Reproduce every one of the lines below word for word, leaving out the pictures.

== INFORMATION GIVEN ==
....

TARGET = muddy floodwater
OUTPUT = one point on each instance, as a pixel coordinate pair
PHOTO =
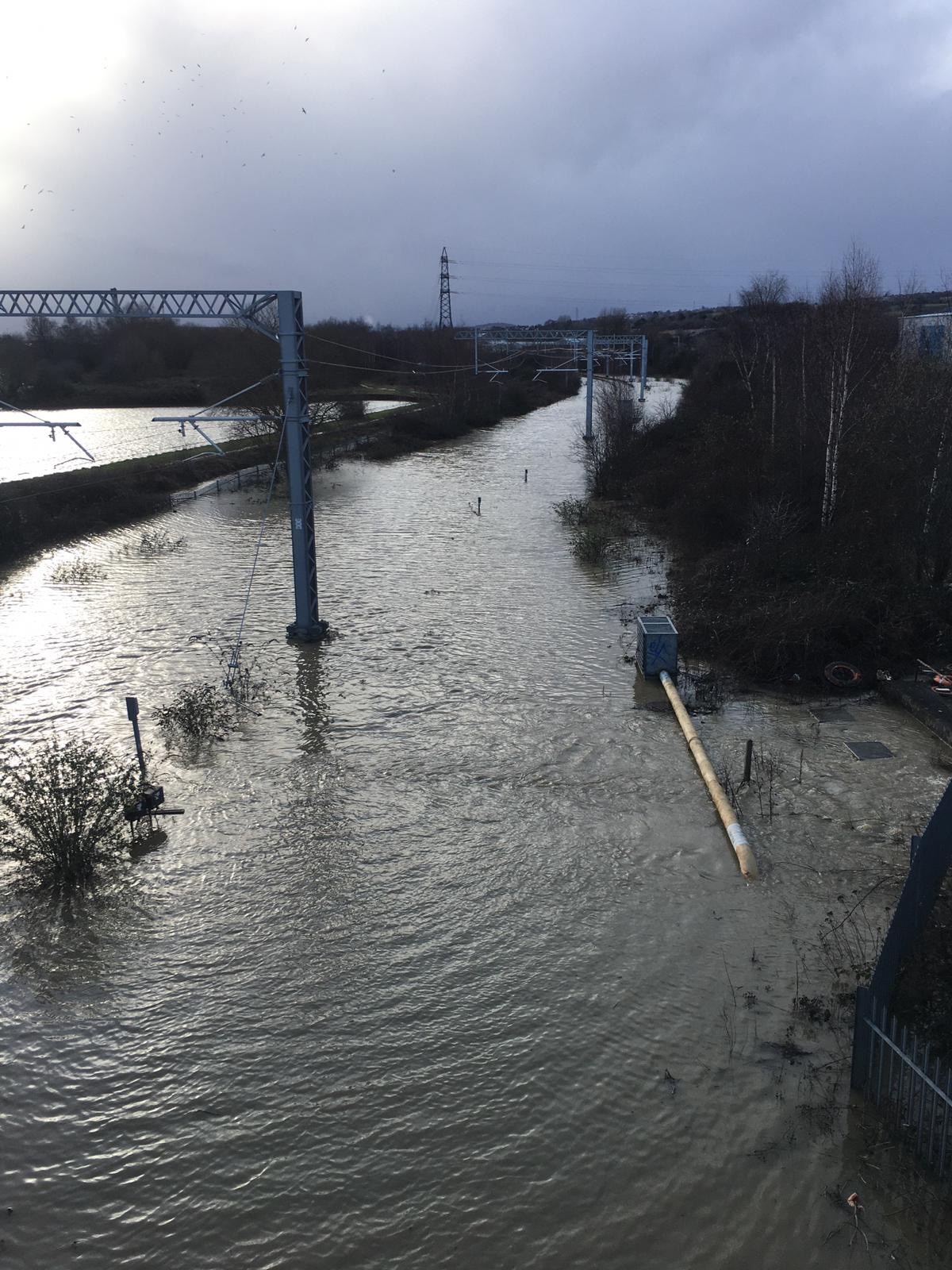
(108, 435)
(448, 962)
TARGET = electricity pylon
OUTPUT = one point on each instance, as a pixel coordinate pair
(446, 308)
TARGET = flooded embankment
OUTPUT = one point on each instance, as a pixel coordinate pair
(448, 962)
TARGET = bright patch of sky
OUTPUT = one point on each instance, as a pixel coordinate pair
(638, 156)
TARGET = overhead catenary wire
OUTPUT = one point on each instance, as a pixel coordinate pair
(235, 657)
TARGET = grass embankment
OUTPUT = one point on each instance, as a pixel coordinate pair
(44, 511)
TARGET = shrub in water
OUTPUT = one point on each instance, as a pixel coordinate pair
(197, 713)
(78, 571)
(61, 812)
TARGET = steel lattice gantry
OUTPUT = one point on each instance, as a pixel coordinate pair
(219, 305)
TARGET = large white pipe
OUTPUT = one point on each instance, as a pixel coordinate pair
(742, 848)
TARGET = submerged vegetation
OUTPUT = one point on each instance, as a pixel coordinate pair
(805, 480)
(61, 812)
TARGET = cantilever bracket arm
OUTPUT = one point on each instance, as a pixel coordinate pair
(36, 422)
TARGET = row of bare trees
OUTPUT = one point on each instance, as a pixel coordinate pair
(808, 473)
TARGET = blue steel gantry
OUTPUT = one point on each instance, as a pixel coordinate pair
(630, 349)
(251, 308)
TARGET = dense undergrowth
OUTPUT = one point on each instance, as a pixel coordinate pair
(805, 482)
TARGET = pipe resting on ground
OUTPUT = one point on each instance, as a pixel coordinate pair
(742, 848)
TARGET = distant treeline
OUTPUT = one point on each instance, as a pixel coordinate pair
(806, 479)
(143, 361)
(124, 361)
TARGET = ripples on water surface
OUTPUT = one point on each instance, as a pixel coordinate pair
(109, 435)
(403, 986)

....

== FINAL ANSWER ==
TARGET = muddy floodwater
OUTPUT = one point on each instance, as a pixel coordinate pair
PHOTO =
(108, 435)
(448, 962)
TARGET = electricity pylon
OUTPUT = one point on each instance, as a pixel coordinate pair
(446, 308)
TARGET = flooded embankment
OUTPUT = one point on each instance, as a pixel coordinate pair
(448, 962)
TARGET = bright patch of sky
OUTPUT = one point on each instance, as a pixel coordinate pair
(638, 156)
TARGET = overhead catenary wire
OUTPUT = one point on each instance, as a pixel coordinate pair
(235, 657)
TARGET = grass embankment
OUTPUT = one point on each instance, as a pixel coordinate pair
(44, 511)
TARGET = shrub in water
OUTPUT = one point on each instance, as a pixel coordinate pair
(197, 713)
(78, 571)
(61, 812)
TARGET = steel lattice gantry
OUTPUT = one point on each instance, as a pixel coordinate pair
(219, 305)
TARGET = large white pipe
OUTPUT = one point on each instance, as a pixel coordinate pair
(742, 848)
TARGET = submerged vegetation
OUTPUT = one point on each instance, as a pixel coordinate pair
(805, 480)
(61, 812)
TARGET = cantilever bracket arm
OUTPUT = one point on each instance, as a pixel coordinate pair
(36, 422)
TARGET = row of bare trees
OUTPUT = one point on each instance, as a pixel coordinate pair
(808, 473)
TARGET = blue steel gantry
OUTPUT = one point on each instance, as a pixel coordinate pair
(630, 349)
(251, 308)
TARGET = dense undergrowth
OUTPUT = one point on each instance, as a pixel coordinate pair
(805, 482)
TARGET = pipe resting on ground
OUTPUT = one point on each instance, as a pixel coordinate pair
(742, 848)
TARGET = distant treeline
OUTPUT = one point on each instance, as a pixel coordinate pair
(806, 479)
(143, 361)
(124, 361)
TARGET = ripples on water surface
OUTPUT = one point on each instance, as a pixel coordinate pair
(109, 435)
(403, 986)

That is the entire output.